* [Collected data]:
..........
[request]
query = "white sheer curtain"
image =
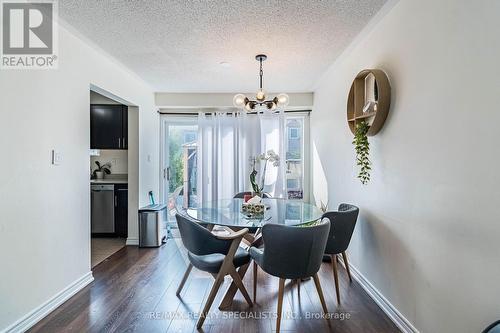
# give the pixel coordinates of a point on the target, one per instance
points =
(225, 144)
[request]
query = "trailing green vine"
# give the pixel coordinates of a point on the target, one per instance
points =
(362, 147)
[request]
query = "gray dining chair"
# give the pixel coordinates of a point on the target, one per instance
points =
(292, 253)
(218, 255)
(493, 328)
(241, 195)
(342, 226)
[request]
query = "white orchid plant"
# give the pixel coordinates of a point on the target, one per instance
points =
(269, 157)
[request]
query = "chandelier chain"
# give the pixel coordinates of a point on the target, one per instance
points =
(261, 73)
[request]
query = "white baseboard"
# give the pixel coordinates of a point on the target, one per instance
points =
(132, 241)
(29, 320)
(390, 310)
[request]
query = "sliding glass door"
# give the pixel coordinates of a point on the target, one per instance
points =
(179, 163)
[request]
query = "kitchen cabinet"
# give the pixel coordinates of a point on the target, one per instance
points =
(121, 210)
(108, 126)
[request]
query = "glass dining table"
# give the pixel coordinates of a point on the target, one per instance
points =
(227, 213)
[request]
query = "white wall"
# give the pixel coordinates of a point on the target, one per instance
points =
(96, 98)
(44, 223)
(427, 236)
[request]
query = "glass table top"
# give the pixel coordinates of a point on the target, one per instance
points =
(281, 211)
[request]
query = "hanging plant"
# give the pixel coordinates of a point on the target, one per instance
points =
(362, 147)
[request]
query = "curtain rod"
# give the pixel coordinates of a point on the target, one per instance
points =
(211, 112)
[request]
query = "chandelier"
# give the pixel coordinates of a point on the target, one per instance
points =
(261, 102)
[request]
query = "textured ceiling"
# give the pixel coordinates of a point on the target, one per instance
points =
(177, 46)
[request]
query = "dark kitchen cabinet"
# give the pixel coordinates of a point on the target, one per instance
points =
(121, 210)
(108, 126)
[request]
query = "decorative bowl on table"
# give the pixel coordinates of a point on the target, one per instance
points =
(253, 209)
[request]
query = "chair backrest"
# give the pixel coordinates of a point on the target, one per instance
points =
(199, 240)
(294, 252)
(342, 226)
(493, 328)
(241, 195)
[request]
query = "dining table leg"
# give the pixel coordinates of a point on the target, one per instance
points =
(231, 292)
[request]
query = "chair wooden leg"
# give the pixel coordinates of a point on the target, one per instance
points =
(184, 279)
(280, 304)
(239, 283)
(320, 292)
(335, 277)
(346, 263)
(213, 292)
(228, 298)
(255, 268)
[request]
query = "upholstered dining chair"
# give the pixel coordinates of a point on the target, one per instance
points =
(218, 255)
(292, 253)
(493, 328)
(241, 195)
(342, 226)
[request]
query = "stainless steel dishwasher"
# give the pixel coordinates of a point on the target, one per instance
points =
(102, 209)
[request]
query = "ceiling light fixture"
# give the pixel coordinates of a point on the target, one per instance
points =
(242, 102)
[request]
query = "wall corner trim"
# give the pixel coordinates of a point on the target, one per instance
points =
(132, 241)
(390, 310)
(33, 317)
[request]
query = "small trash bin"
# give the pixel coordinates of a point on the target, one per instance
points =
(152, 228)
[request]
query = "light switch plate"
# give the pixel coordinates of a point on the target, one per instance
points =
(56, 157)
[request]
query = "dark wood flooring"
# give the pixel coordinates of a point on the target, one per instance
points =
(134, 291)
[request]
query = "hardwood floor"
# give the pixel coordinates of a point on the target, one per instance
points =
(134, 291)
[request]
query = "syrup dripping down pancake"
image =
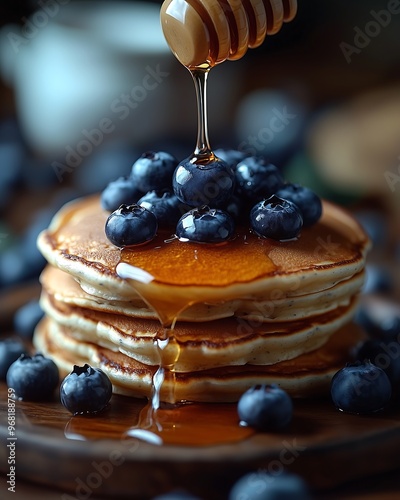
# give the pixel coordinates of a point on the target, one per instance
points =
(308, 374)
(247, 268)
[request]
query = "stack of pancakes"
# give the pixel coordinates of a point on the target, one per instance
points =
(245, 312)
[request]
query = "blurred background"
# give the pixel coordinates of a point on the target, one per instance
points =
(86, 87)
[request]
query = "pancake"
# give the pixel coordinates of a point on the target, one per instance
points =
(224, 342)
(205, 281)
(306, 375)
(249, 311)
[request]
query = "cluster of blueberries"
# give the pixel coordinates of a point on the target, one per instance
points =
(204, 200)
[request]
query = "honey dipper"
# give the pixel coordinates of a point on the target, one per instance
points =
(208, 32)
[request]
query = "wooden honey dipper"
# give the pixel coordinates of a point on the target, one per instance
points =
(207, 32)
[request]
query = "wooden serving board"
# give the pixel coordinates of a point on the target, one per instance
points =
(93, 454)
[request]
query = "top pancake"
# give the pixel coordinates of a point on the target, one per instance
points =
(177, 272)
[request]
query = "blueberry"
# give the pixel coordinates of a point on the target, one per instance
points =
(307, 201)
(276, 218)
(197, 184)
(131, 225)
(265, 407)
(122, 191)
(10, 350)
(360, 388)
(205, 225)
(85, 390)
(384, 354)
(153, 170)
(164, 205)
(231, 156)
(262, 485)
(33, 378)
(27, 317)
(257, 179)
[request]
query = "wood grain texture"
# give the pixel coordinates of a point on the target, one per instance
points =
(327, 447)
..........
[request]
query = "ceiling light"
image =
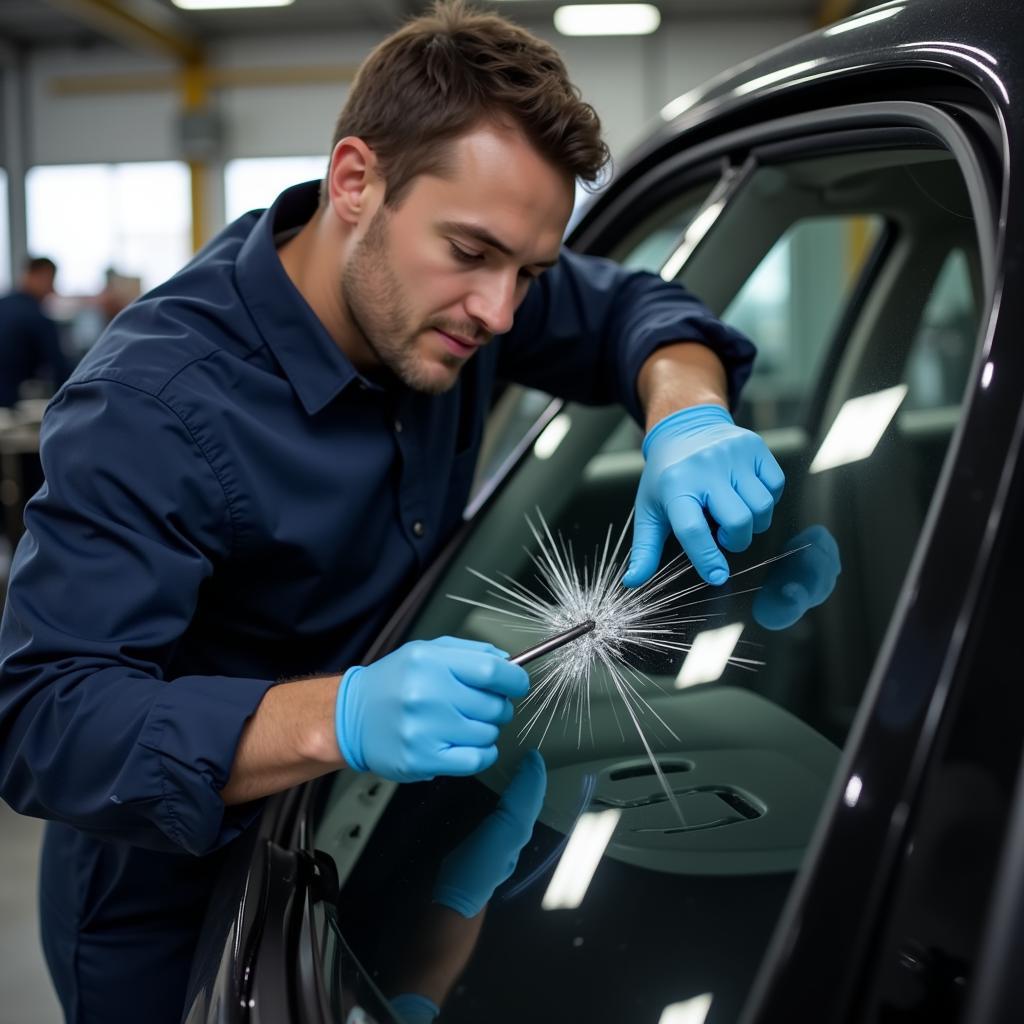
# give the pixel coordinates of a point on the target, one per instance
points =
..........
* [Challenge]:
Which rows above contain the word "kitchen"? Copy each of them in full.

* [Final result]:
query = "kitchen cabinet"
query = "dark kitchen cabinet"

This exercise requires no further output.